----- 本文抜粋 -----

M&Aといえば大企業同士がやるものといったイメージがあるが、いまや中小企業の方が動きが活発になっており、また必要になっている。
今、注目されているのは、中堅・小規模企業の後継者不足による廃業回避の為の事業承継M&Aである。「家業を継ぐのは長男」といった家督相続の時代は昔の話である。今は親族内承継ですら4割程度であり、親族外や外部招聘による事業承継も困難な為にM&Aに注目が集まっている。既に市場も発達しアドバイザー企業や仲介会社も乱立状態である。
親族内承継は少子化の流れもあるが、やはり息子には安定した仕事で幸せな生活をとの思いもあり、息子に後継ぎを任せない微妙な親心があるようで複雑である。
2025年には団塊世代がみんな後期高齢者となり、中小企業の平均引退年齢である70歳を超える中小企業経営者が約245万人となる。そのうち約半数の127万人が後継者未定となっており廃業の危機を控えた2025年問題となっている。
この問題を放置すればGDPで22兆円と650万人の雇用が失われ、日本経済は大きな打撃を受けることとなる。日本政府は、事業承継の課題解決にM&Aを活用する動きを加速させており、様々な支援機関や事業承継の円滑化に向けた法律や税務の後押しがされている。自社の事業存続に危機感を抱く経営者の多くもM&Aの検討に入っている。
また、現代の市場の多様化や急激な変化への対応策として、M&Aによる事業提携を選択する企業も多数見られる。M&Aは過去の負のイメージが払拭され、企業の幅広い課題解決策として、社会に受容されるようになったのである。
だがすでにある企業を買収することは、新品ではなく中古品を買い受けることになるので企業価値評価(事業・税務・法務)には気をつけないといけない。特にその中でも簿外債務には要注意である。
簿外債務とは、貸借対照表に計上されていない債務のこと。中小企業の簿外債務として考えられるのは、①未払いの残業代②回収が困難な売掛金③契約上の問題などである。
簿外債務でさらに問題となるのが、多額の損失の恐れのある偶発債務。偶発債務とは、現時点では顕在化していないものの、将来に何らかの原因で顕在化しうる債務のことだ。例えば、知り合いの会社の借入金の保証人になったとしたら、まだ債務は発生していないが、保証先の会社が借金を返済できなくなった場合、保証人が肩代わりしなければならなくなるという債務が発生することになる。偶発債務は、企業価値に大きな影響を与えるリスクがあるので企業評価の際に徹底したリサーチが必要。
次になんでもそうだが、M&Aにもメリット・デメリットがある。
(M&Aのメリット)
①他社への事業譲渡や経営権の委譲によって、独自のノウハウや販路などを活かしたまま経営を継続させられる。経営者側では廃業のコストを削減でき、従業員側では雇用継続がなされると同時に、新たな活躍の場が広げられる可能性がある。
②利益の上がらない事業を分割して譲渡するなど、「選択と集中」で本業の再生が図られる。

-----

◆ 取り組む課題:
1. M&Aに関する文章によれば、2025年に70歳を超える中小企業経営者のうち、後継者が決まっていないのは約何人か。
2. M&Aに関する文章を、最後の文の後から書き継ぐこと。

----- 提供された項目 -----

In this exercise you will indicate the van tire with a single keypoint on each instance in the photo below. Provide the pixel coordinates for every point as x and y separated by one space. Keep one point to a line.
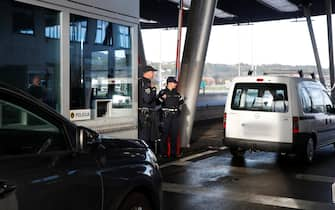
308 151
237 151
136 201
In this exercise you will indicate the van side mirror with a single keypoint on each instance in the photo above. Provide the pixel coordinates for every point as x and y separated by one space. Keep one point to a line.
85 138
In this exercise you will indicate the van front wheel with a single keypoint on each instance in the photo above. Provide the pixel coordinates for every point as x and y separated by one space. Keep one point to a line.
237 151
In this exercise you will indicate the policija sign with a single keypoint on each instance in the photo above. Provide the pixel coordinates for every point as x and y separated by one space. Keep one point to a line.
80 114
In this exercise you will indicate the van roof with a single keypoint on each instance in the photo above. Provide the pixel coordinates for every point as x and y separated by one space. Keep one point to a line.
271 79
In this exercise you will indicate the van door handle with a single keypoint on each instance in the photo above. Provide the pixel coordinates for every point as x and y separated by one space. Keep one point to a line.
6 188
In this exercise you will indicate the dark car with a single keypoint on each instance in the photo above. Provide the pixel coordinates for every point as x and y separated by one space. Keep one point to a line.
47 162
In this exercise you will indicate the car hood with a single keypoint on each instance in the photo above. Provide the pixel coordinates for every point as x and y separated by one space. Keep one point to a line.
127 151
115 143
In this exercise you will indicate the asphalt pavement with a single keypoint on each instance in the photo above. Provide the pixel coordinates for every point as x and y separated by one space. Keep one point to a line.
207 177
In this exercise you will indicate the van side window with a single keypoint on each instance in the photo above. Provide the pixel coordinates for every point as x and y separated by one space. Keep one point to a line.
306 101
317 100
327 100
237 97
260 97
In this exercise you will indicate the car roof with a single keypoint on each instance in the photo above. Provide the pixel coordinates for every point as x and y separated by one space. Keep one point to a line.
18 93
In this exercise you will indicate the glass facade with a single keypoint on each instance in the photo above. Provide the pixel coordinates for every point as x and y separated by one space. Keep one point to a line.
100 66
30 50
79 65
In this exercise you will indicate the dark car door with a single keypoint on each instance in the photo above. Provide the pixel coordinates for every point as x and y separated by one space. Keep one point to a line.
38 169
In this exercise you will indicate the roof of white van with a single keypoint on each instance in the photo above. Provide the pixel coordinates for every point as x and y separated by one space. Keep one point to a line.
271 79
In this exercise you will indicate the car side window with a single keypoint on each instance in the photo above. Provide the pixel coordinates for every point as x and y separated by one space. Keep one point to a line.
306 101
23 132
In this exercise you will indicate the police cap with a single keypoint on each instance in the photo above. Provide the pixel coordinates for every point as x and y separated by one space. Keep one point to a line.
171 79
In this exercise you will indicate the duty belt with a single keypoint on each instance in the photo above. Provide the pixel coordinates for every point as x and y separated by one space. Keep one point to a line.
170 110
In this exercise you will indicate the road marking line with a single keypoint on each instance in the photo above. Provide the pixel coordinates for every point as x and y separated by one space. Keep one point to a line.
315 178
186 159
198 155
275 201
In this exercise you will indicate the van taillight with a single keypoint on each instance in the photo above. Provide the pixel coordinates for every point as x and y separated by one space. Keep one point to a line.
224 120
295 124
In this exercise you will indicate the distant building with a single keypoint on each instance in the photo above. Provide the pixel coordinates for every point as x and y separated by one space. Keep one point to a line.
84 52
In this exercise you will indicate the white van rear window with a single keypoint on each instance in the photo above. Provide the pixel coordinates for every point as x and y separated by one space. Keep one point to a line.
260 97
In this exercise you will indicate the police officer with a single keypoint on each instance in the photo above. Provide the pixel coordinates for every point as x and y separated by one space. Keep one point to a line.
171 102
148 125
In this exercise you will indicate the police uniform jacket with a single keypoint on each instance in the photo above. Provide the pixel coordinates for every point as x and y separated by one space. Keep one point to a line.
147 94
173 100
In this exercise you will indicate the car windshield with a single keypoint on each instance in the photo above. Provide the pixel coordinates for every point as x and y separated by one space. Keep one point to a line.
260 97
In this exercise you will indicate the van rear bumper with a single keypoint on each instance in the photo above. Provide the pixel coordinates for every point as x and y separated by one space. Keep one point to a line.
258 145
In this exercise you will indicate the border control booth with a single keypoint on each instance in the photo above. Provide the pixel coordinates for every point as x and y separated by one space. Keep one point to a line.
84 53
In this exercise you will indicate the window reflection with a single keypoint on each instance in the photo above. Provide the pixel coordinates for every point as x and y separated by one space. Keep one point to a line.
104 33
101 69
23 19
78 28
52 27
27 57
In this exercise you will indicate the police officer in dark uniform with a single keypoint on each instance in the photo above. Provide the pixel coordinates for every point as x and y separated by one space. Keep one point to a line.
171 102
147 115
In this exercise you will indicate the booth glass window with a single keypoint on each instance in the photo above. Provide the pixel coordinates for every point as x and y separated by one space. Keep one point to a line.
101 67
30 61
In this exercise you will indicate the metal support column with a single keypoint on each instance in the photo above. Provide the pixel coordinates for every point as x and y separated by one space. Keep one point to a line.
141 54
197 37
330 44
307 12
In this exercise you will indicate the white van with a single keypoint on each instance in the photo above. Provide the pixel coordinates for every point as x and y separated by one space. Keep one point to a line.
278 113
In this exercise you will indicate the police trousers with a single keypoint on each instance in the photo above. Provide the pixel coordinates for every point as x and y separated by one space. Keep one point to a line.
169 128
148 122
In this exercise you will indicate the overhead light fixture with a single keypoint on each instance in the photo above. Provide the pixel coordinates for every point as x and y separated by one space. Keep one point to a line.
142 20
280 5
222 14
218 12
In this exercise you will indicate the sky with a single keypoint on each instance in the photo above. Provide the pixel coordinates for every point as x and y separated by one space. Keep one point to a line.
284 42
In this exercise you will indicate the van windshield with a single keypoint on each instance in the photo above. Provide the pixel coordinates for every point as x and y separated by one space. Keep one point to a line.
260 97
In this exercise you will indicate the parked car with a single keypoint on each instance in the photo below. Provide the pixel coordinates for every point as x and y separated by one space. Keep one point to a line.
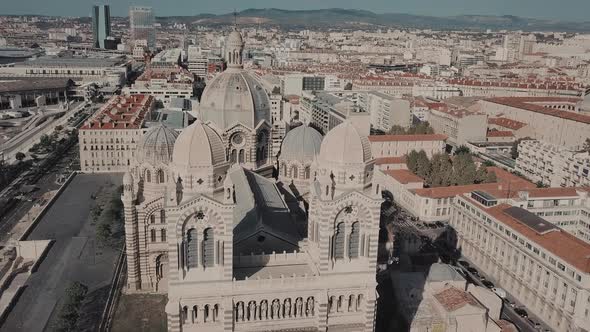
500 292
509 303
463 263
488 284
521 312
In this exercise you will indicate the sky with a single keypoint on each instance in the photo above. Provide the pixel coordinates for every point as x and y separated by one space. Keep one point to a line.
568 10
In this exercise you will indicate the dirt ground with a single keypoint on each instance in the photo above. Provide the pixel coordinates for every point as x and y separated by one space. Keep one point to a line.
140 312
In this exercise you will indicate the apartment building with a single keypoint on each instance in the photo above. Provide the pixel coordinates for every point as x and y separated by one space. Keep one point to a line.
544 267
461 126
109 139
551 119
568 208
386 110
164 84
553 165
383 146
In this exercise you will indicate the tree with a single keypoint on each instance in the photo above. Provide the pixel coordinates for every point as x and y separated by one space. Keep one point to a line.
514 149
422 165
20 156
462 149
491 177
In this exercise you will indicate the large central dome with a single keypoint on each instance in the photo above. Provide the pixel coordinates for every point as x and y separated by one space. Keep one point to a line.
232 97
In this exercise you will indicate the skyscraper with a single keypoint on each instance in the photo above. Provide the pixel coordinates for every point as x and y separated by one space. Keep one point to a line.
141 22
101 25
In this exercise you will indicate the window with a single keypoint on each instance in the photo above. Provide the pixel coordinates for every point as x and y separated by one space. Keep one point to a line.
338 242
191 250
353 242
208 248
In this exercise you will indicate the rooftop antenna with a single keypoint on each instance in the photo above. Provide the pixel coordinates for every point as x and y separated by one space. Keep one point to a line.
235 19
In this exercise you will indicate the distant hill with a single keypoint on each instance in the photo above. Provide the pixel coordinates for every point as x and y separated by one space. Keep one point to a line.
351 18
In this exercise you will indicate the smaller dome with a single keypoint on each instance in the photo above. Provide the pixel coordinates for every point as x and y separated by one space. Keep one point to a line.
127 179
302 143
235 39
198 146
344 145
156 145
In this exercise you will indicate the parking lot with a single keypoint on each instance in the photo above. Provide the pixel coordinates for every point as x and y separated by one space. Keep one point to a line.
75 256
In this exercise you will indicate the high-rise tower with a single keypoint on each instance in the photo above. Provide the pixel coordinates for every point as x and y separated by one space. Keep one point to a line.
101 25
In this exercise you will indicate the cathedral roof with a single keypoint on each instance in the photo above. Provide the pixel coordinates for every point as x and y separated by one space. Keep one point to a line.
302 143
344 145
235 96
156 145
198 146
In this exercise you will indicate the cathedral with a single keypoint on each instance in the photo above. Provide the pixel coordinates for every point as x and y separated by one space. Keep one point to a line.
236 249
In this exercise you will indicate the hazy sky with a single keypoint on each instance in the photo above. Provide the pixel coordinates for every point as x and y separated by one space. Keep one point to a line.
573 10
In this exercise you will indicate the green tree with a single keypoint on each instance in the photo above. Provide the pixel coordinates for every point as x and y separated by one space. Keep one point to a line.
462 150
422 165
491 177
464 170
412 161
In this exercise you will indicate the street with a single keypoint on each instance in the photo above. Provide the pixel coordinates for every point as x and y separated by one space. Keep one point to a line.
429 234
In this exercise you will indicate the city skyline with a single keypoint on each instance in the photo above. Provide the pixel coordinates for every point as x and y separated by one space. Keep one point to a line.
571 10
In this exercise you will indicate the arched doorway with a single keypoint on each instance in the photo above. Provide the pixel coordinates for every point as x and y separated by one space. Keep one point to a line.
161 265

-----

◆ 課題別の解答:
1. 約127万人である。

2.
③新たな分野への進出により、既存事業とのシナジー効果が発揮される。
④企業競争力や市場支配力が強化され、シェア拡大の可能性が高まる。
(M&Aのデメリット)
①対外的なデメリットは、経営方針の変更により取引先に悪影響を与えるリスクがある。M&Aが実施された後に取引条件が変更されたり担当者が変更されたりすると、取引先からの反発を招き、契約を打ち切られる場合もあるため要注意。
②対内的なデメリットとして、組織の拡大により意思決定のスピードが遅れる、企業ガバナンスが弱体化する点などが挙げられる。合併に伴う異なる企業文化の融合に時間を要し、新たな運営体制の構築が遅れると、事業にマイナスの影響を及ぼす場合も。また、前述の簿外債務や偶発債務によって、事前に想定していなかった損失を被ることがある。
最後に、そもそも事業承継に関し、大企業と異なる中小企業の特性とは何だろうか。中小オーナー企業の事業承継(事業資産・経営権・知的資産などの承継)の大変さを理解しよう。
中小企業が「世襲で承継される事例が多い」というのは自然の流れであるが、一方で、
中小企業経営者が、後継者を選ぶ条件として「血縁・親戚関係」よりも「経営能力の優
秀さ」を重視している傾向は一貫している。 それならば、血縁にこだわらず役職員の中
から優秀な人を公平に選べばよいではないか、という疑問が湧くが、そうはいかない事
情がある。
中小企業においては一般に、会社の所有と経営が十分に分離されておらず、個人企業は無論のこと、会社企業であっても経営者に株式の過半が集中しているのが常態である。
この場合、優秀な役職員に「代表取締役社長」の席を譲っただけでは、全く事業承継にならない。単に、先代経営者が議決権を支配するオーナー、現経営者が雇われサラリーマン社長、という関係になるだけである。 その場合でも、先代(オーナー)が存命のうちは経営にあまり支障は生じないだろうが、先代が亡くなり株式の相続が発生した瞬間に問題が生ずる。
会社の株はオーナー一族の何人かに相続され、被相続人の意見が一致する保証はない上に、その会社の経営に何らの想い入れや愛着も持ち合わせていない可能性もある。 そこで中小企業経営者は、会社議決権(株式)の相続に伴う混乱を回避しようと思ったときは、後継者に「代表取締役社長」の席を譲ると同時に、自身の持株も譲る必要が出てくる。
持株を譲る方法は2つある。
〔1〕誰かに買わせるか、〔2〕子息、親族に相続させるかである。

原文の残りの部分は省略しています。